**EXERCISE INPUTS**
========
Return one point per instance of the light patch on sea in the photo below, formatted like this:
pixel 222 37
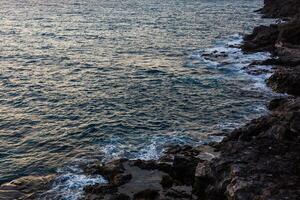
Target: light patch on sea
========
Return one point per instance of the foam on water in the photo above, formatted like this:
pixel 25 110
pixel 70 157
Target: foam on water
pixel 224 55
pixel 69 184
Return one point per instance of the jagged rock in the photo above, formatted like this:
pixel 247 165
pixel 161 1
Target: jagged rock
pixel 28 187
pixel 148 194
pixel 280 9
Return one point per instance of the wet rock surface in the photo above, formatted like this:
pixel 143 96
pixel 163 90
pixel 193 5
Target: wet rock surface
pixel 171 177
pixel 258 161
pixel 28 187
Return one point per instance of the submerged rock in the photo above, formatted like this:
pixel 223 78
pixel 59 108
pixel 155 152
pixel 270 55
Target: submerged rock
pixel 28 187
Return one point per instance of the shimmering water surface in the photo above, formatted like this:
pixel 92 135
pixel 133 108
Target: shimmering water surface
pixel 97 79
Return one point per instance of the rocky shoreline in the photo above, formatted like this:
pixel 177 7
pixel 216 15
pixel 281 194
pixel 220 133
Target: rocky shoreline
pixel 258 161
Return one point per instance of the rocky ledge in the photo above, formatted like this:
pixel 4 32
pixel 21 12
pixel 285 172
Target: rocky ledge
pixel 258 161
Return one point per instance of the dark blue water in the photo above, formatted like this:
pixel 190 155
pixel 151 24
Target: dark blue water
========
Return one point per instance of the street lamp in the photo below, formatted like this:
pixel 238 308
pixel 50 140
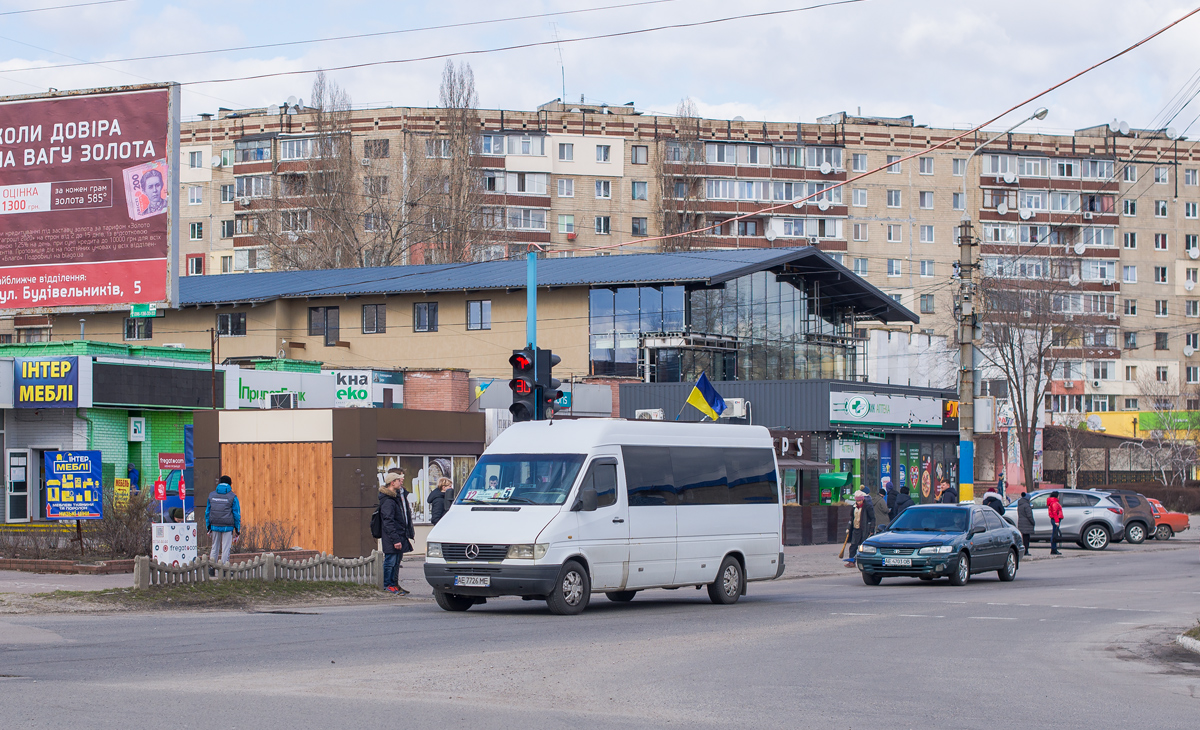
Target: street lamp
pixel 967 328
========
Go back to the listing above. Copy word for word the lines from the one with "pixel 70 157" through the one with "Target: dark blue water", and nothing more.

pixel 70 157
Target: foam on water
pixel 224 55
pixel 69 184
Return one point per instance of the jagged rock in the photo above, formatted like this:
pixel 247 165
pixel 161 1
Target: jagged rock
pixel 28 187
pixel 148 194
pixel 280 9
Return one point per instance of the wet rock surface in the photo above, formatted like this:
pixel 143 96
pixel 163 90
pixel 193 5
Target: wet rock surface
pixel 171 177
pixel 258 161
pixel 28 187
Return one point per instance of the submerged rock in the photo above, formatted like this:
pixel 223 78
pixel 59 108
pixel 155 152
pixel 270 55
Target: submerged rock
pixel 28 187
Return one point per instance of the shimmering water surface in the photo above, formatted like this:
pixel 92 135
pixel 133 108
Target: shimmering water surface
pixel 97 79
Return one point per instance of the rocky shoreline in the photo above, formatted like this:
pixel 177 7
pixel 216 15
pixel 281 194
pixel 220 133
Target: rocky shoreline
pixel 258 161
Return one point per instance of the rocky ledge in the photo above, formatted like this:
pixel 4 32
pixel 21 12
pixel 285 172
Target: rocky ledge
pixel 258 161
Return one point per instance of the dark blue water in the photo above, formatted like this:
pixel 190 155
pixel 151 24
Target: dark blue water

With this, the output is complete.